*What to produce*
Render the records as a numbered list, beginning at the line that contains "of the **cracked" and running through the end of the records, with blank lines left out. Include only those lines.

##### Raw data

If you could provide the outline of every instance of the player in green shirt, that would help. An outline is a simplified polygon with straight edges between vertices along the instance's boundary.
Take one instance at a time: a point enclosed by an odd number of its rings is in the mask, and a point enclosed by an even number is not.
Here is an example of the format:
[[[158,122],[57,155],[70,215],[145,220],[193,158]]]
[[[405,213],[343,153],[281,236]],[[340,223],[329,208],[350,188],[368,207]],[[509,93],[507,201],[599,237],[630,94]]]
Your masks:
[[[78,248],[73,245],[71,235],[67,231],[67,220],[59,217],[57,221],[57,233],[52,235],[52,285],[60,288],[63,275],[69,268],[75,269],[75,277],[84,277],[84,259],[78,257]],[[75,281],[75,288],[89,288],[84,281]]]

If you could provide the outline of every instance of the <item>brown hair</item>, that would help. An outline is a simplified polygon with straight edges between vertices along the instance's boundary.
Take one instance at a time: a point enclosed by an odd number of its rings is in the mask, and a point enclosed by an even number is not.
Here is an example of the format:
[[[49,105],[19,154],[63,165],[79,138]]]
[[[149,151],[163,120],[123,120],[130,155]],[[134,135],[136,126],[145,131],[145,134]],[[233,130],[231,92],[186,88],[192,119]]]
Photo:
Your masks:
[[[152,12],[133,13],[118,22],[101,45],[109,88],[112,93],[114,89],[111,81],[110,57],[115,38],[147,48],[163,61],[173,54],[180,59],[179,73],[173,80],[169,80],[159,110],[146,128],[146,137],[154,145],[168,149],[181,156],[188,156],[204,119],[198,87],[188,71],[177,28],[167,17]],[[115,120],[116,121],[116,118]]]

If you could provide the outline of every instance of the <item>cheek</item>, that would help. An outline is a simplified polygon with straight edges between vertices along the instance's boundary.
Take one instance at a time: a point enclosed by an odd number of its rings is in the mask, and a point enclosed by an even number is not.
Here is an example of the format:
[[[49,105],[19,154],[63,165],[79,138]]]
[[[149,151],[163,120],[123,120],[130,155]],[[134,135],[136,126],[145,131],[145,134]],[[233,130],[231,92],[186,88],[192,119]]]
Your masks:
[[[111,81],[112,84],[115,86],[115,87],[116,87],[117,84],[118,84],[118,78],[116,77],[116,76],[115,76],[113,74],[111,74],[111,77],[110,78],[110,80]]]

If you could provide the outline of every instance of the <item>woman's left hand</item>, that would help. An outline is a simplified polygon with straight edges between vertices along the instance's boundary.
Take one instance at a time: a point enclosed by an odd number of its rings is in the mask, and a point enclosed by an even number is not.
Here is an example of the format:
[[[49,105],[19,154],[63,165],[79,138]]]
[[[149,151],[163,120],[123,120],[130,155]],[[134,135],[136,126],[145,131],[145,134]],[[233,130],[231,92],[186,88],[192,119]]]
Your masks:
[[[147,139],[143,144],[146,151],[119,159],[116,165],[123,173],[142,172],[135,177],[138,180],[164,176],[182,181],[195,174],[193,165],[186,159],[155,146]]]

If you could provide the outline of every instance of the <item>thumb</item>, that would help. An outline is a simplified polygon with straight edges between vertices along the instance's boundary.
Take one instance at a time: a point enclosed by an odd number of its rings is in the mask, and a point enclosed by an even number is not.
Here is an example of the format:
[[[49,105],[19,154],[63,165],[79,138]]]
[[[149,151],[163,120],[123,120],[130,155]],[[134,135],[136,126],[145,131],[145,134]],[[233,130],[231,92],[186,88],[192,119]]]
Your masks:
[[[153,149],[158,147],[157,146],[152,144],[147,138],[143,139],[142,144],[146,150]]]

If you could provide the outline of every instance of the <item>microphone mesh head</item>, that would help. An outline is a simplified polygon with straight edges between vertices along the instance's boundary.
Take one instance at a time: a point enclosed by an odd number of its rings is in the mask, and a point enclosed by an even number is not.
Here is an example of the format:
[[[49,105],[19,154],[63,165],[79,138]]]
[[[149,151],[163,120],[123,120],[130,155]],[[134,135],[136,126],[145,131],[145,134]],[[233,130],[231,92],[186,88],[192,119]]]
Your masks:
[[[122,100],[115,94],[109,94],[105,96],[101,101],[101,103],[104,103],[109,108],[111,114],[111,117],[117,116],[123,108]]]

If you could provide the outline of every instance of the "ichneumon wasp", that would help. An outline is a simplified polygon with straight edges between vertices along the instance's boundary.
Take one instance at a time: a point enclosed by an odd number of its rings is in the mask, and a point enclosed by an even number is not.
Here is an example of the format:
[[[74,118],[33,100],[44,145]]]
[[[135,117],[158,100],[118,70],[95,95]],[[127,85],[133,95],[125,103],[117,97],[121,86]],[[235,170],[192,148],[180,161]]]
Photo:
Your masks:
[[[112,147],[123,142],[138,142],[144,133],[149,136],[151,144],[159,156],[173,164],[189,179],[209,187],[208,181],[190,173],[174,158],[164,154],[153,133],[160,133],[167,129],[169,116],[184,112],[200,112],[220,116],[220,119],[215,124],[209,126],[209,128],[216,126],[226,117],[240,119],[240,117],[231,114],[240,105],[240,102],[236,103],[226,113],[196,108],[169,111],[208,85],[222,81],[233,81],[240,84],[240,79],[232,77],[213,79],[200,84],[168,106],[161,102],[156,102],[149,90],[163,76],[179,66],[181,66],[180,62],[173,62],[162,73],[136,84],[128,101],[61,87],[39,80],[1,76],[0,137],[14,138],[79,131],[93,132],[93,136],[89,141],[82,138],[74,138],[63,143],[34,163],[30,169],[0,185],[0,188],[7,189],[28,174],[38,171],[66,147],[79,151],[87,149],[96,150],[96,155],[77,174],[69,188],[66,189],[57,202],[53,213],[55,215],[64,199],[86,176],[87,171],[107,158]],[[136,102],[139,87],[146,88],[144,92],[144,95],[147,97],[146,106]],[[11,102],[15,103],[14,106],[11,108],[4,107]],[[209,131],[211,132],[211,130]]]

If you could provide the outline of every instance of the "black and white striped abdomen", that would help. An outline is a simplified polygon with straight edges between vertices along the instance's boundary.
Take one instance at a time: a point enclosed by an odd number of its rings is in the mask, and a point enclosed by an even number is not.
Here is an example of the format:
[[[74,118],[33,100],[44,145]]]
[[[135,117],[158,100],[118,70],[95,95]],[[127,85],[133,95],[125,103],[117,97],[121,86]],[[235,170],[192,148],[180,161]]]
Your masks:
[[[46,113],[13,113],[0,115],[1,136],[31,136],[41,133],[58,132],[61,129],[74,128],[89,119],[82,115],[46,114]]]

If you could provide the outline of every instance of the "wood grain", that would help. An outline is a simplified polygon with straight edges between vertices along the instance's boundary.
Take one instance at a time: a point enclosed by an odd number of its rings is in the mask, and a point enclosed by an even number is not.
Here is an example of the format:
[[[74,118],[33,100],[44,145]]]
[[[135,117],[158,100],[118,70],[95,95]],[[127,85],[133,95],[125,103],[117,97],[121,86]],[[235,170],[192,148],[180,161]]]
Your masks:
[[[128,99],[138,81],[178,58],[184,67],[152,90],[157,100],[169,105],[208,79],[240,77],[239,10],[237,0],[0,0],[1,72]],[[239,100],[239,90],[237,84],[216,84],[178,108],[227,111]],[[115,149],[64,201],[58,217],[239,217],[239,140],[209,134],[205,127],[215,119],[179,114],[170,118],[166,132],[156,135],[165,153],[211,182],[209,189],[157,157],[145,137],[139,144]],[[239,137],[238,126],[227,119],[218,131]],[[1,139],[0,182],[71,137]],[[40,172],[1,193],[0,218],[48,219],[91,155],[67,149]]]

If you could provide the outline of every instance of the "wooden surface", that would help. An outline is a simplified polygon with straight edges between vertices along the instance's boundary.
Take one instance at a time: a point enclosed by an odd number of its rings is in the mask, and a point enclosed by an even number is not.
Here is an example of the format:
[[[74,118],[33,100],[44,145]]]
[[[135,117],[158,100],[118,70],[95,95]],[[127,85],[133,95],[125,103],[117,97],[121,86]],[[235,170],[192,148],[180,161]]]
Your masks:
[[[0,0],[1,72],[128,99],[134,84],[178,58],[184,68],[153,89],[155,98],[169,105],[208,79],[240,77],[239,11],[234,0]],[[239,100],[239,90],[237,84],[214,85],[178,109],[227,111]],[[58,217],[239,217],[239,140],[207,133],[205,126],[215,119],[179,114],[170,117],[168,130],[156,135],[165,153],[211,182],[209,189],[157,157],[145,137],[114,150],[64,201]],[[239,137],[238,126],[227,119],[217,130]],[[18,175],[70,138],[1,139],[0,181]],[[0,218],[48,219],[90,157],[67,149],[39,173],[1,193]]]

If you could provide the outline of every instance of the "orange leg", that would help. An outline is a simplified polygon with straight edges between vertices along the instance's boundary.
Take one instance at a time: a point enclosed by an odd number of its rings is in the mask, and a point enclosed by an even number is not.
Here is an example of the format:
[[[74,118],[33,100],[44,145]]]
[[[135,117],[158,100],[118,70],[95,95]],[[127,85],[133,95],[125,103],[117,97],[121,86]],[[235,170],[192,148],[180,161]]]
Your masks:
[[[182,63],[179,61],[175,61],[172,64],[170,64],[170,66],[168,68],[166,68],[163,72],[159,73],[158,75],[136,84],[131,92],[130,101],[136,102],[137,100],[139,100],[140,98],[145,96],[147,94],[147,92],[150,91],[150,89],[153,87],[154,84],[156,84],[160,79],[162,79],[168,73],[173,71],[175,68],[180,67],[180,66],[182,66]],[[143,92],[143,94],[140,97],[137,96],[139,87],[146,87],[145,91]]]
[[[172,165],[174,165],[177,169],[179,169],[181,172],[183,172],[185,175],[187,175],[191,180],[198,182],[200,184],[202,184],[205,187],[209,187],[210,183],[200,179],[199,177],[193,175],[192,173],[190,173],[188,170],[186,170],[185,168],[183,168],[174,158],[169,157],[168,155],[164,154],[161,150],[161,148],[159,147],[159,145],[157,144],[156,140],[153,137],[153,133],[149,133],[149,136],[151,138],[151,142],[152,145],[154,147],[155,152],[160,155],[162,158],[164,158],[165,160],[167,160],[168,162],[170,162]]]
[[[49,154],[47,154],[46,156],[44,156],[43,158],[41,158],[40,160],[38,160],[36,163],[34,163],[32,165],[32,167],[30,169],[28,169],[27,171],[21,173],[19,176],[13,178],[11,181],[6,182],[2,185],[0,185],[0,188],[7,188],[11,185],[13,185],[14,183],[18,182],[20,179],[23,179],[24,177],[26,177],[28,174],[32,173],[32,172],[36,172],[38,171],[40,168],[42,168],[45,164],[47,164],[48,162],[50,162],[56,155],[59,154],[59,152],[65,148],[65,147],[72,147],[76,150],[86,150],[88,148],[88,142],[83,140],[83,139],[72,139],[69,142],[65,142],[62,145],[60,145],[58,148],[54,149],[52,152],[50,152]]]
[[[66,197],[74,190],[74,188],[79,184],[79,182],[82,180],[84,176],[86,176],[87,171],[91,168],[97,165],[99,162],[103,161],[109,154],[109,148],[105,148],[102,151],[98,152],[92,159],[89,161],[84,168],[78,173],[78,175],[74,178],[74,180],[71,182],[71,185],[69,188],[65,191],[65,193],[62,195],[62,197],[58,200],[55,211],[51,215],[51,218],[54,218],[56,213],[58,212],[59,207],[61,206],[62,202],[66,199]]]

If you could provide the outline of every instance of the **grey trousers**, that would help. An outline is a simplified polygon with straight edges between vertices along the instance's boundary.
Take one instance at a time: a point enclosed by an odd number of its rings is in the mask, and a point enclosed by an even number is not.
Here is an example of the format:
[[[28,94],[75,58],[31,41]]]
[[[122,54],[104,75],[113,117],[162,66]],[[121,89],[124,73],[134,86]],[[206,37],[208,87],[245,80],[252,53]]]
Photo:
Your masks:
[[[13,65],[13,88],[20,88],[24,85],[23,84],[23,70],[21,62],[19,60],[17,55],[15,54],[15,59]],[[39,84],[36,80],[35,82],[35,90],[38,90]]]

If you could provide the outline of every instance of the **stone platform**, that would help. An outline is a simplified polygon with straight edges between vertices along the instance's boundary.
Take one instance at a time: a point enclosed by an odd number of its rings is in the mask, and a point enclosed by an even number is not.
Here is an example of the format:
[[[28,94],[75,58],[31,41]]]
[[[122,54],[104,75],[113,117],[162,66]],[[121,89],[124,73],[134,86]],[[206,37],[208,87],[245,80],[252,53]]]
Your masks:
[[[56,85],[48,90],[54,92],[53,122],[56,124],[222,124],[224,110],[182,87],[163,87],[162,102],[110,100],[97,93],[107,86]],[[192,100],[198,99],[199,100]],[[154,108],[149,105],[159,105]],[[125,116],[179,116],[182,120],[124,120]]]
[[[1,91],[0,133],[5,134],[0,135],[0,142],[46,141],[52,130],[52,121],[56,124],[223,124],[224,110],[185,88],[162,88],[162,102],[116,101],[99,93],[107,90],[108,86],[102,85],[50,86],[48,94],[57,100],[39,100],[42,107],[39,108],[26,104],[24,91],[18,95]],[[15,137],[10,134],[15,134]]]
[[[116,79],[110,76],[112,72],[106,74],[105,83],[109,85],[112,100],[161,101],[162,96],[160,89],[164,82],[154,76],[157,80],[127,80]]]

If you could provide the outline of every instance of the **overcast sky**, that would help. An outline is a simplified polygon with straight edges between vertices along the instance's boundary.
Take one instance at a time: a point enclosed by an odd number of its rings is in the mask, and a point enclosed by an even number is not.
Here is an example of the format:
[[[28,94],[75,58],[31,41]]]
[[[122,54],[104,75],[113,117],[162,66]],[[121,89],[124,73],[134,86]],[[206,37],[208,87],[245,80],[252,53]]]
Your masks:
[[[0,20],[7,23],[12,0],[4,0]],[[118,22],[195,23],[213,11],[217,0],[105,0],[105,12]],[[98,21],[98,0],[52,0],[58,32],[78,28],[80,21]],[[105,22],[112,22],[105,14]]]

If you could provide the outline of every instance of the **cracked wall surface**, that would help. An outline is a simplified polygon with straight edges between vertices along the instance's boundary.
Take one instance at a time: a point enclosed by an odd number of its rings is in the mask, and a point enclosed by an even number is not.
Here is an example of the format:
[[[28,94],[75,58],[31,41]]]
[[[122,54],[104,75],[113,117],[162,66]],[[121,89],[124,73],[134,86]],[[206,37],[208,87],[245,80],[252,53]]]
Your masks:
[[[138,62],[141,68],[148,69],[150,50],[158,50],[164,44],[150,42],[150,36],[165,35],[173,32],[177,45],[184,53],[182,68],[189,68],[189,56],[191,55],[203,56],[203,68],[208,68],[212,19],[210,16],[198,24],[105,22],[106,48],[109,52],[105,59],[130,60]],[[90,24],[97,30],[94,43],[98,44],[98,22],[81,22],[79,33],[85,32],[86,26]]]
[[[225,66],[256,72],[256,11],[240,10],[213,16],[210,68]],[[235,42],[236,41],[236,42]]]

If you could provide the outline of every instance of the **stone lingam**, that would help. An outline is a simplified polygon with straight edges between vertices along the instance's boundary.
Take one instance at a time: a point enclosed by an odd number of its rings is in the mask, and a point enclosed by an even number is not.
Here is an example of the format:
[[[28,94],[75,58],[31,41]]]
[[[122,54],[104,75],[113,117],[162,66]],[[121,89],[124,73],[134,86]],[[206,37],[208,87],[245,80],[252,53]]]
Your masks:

##########

*Answer to this task*
1. If you could provide the outline of every instance of the **cracked wall surface**, that would help. An outline is a simplified polygon with straight edges between vertices along the instance's boundary.
2. Take one instance at a time: a point enclosed by an odd number of its rings is in the mask, and a point enclosed by an even number is not.
3. Here is an example of the format:
4. [[[28,94],[75,58],[31,41]]]
5. [[[122,54],[104,75],[113,117],[162,66]],[[121,89],[124,73],[134,86]],[[206,37],[208,87],[245,80],[252,53]]]
6. Your masks:
7. [[[138,62],[141,68],[148,69],[150,50],[158,50],[164,44],[150,42],[150,36],[165,35],[173,32],[177,45],[184,53],[182,68],[189,68],[189,56],[191,55],[203,56],[203,68],[208,68],[212,19],[210,16],[198,24],[105,22],[106,48],[109,52],[105,59],[130,60]],[[90,24],[97,30],[94,43],[98,44],[98,22],[81,22],[79,33],[85,32],[86,26]]]
8. [[[225,66],[256,72],[256,11],[240,10],[213,16],[210,68]],[[235,42],[236,41],[236,42]]]
9. If you could provide the outline of every instance of the **stone lingam**, that would help. An outline is a simplified polygon with straight edges between vertices along the instance's boundary.
10. Take one instance at a time: a point enclosed by an odd number of its rings is in the mask, and a point enclosed by an even number is not.
11. Here is an example of the format:
12. [[[28,94],[75,58],[31,41]]]
13. [[[122,54],[104,75],[113,117],[162,66]],[[121,89],[124,73],[134,86]],[[206,37],[208,87],[245,80],[252,53]]]
14. Your masks:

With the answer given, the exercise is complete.